## [WRITTEN REQUEST 1]
Please count the lines in the records below that contain the word "bowl", and give only that number.

## [PROVIDED TEXT]
UK aims to avoid nuclear subsidy in electricity market reform - minister
The UK government will "almost certainly" vary its planned low-carbon generation incentives according to technology, energy minister Charles Hendry told ICIS Heren, challenging claims that the new measure could be used to subsidise nuclear electricity generation.
The UK's primary low-carbon power generation incentive measure will be unveiled as part of the government's electricity market reform package. The financial instrument, known as a feed-in tariff (FiT) with contracts for difference (CfD) is the government's preferred means of incentivising investment in low-carbon power generation, by providing long-term electricity price security.
Speaking at a Confederation of British Industries conference, Hendry confirmed to ICIS Heren: "The contracts for difference is a way of giving support to all low-carbon technologies. It will be set at different levels for different technologies - it will almost certainly be set at a higher level for renewable technologies than it will be for nuclear."
But it was not known until Tuesday whether the level of support under the FiT would be flat for all low-carbon technologies, or vary according to technology type.
The FiT model has come under intense criticism in recent weeks, most notably from the parliamentary energy and climate change committee, which said that the Department of Energy and Climate Change (DECC) had distorted its plans to "save political face" over implicit subsidies for nuclear power (see EDEM 16 May 2011).

## [WRITTEN REQUEST 2]
Extract the entire article on UK electricity market reform above, reproducing every word unchanged.

(Items from a data source)

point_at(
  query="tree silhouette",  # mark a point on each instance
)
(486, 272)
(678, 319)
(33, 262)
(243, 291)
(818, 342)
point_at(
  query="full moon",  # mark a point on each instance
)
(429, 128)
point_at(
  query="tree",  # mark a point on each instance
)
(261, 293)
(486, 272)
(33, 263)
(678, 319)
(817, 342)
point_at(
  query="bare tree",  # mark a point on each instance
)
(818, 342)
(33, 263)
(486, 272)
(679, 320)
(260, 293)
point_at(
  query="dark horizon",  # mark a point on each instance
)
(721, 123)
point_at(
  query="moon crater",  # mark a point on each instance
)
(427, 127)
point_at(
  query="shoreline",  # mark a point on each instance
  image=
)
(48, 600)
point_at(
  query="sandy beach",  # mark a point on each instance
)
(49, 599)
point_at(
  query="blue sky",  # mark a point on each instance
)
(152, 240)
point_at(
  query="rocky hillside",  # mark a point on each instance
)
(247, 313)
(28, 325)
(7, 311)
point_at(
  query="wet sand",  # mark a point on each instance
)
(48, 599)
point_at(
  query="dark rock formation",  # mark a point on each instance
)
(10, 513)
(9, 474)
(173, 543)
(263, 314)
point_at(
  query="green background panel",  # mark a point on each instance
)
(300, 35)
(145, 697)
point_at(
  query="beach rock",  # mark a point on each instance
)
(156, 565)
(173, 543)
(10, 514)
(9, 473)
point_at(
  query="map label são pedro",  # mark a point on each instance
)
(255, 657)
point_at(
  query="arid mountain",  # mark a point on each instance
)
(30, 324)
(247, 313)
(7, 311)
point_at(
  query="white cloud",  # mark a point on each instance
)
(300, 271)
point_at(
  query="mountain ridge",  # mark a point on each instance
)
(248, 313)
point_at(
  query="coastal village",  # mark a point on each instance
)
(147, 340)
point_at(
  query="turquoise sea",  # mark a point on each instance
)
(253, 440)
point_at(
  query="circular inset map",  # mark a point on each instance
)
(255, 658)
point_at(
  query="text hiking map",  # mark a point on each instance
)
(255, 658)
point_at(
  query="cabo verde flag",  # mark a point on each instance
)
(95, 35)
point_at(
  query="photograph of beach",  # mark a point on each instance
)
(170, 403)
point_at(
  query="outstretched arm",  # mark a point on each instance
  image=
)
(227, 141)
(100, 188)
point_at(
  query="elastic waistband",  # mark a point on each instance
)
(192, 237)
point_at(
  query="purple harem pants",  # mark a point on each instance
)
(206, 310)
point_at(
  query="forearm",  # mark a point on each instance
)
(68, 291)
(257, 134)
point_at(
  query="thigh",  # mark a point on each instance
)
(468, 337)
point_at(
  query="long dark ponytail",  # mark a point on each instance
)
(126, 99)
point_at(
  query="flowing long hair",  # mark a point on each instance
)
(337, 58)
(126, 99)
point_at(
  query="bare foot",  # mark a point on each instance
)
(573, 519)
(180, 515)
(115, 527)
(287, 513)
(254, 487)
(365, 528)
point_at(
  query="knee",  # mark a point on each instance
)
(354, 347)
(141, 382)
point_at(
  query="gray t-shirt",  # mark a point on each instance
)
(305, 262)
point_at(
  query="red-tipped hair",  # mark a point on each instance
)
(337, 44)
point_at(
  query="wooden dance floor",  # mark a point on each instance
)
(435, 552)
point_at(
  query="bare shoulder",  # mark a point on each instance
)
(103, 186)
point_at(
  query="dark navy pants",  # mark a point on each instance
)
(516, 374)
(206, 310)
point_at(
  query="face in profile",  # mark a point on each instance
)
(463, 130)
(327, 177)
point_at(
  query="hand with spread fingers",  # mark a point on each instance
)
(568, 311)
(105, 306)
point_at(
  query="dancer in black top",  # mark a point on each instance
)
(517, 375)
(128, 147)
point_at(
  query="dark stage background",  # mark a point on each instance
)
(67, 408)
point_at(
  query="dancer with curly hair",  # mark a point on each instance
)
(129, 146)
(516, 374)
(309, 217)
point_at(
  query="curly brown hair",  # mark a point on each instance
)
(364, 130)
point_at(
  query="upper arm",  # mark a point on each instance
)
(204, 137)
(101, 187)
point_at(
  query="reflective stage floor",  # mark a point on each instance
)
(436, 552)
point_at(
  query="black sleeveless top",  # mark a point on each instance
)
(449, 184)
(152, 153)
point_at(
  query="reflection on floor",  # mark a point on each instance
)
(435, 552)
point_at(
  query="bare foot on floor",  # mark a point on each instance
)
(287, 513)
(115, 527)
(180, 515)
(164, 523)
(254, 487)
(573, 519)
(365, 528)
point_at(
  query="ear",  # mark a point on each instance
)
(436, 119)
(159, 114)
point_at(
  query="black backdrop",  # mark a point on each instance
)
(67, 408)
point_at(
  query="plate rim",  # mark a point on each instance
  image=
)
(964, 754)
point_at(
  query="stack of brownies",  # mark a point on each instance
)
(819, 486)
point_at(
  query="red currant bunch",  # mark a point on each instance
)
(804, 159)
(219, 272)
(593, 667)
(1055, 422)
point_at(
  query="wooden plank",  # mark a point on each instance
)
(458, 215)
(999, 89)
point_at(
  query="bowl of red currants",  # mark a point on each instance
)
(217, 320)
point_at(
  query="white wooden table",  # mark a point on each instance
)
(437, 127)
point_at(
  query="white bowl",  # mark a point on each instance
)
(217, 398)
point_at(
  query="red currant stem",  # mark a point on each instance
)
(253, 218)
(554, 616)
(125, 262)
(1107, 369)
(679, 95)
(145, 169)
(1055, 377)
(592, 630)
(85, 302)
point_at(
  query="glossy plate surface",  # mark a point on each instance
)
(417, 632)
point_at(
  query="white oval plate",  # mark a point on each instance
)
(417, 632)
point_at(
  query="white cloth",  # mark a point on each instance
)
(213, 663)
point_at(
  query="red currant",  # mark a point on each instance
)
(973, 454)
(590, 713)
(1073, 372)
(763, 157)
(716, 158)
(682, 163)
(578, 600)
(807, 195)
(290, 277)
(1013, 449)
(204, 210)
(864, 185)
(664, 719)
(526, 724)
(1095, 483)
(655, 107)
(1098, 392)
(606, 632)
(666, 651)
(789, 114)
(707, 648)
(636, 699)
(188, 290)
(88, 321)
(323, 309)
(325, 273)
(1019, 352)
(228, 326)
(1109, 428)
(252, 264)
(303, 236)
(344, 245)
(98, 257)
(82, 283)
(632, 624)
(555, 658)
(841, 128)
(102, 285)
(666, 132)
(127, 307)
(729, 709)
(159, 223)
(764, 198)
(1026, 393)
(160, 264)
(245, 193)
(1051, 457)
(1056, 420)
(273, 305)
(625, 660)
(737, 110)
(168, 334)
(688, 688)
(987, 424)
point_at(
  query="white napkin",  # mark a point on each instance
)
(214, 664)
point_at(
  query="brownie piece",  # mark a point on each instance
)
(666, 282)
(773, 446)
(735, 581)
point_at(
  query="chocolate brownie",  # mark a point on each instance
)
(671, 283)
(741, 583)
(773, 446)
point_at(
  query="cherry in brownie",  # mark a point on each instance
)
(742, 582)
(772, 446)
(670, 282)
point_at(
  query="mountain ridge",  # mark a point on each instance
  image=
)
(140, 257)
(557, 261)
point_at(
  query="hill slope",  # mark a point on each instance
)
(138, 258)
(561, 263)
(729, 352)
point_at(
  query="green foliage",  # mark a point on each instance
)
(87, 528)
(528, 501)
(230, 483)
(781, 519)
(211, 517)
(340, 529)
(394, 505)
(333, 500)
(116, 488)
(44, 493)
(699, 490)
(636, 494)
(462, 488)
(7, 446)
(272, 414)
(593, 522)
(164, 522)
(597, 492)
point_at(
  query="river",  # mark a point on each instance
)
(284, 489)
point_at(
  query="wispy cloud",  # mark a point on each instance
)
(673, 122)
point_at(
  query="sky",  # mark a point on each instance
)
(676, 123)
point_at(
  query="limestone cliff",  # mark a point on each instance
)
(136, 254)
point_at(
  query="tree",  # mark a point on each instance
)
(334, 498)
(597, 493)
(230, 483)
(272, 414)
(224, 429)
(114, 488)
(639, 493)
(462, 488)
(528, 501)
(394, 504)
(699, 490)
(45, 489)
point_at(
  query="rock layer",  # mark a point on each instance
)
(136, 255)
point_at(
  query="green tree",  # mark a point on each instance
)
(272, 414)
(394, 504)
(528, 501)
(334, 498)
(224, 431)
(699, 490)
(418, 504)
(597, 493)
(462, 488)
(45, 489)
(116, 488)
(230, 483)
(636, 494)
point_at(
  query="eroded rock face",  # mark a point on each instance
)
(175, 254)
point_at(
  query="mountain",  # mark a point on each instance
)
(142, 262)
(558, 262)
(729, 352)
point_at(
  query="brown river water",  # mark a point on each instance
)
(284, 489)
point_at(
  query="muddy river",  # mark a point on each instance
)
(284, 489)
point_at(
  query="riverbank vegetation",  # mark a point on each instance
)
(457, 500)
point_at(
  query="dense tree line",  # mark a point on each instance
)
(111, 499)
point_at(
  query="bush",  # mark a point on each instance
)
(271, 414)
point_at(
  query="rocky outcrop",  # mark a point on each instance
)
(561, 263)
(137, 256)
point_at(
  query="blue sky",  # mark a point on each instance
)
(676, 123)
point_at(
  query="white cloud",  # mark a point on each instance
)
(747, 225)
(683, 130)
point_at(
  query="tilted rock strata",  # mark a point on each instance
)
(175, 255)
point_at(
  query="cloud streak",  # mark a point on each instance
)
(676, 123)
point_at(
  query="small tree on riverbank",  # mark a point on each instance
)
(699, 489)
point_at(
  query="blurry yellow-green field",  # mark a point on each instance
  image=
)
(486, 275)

## [RESPONSE 1]
2

## [RESPONSE 2]
UK aims to avoid nuclear subsidy in electricity market reform - minister
The UK government will "almost certainly" vary its planned low-carbon generation incentives according to technology, energy minister Charles Hendry told ICIS Heren, challenging claims that the new measure could be used to subsidise nuclear electricity generation.
The UK's primary low-carbon power generation incentive measure will be unveiled as part of the government's electricity market reform package. The financial instrument, known as a feed-in tariff (FiT) with contracts for difference (CfD) is the government's preferred means of incentivising investment in low-carbon power generation, by providing long-term electricity price security.
Speaking at a Confederation of British Industries conference, Hendry confirmed to ICIS Heren: "The contracts for difference is a way of giving support to all low-carbon technologies. It will be set at different levels for different technologies - it will almost certainly be set at a higher level for renewable technologies than it will be for nuclear."
But it was not known until Tuesday whether the level of support under the FiT would be flat for all low-carbon technologies, or vary according to technology type.
The FiT model has come under intense criticism in recent weeks, most notably from the parliamentary energy and climate change committee, which said that the Department of Energy and Climate Change (DECC) had distorted its plans to "save political face" over implicit subsidies for nuclear power (see EDEM 16 May 2011).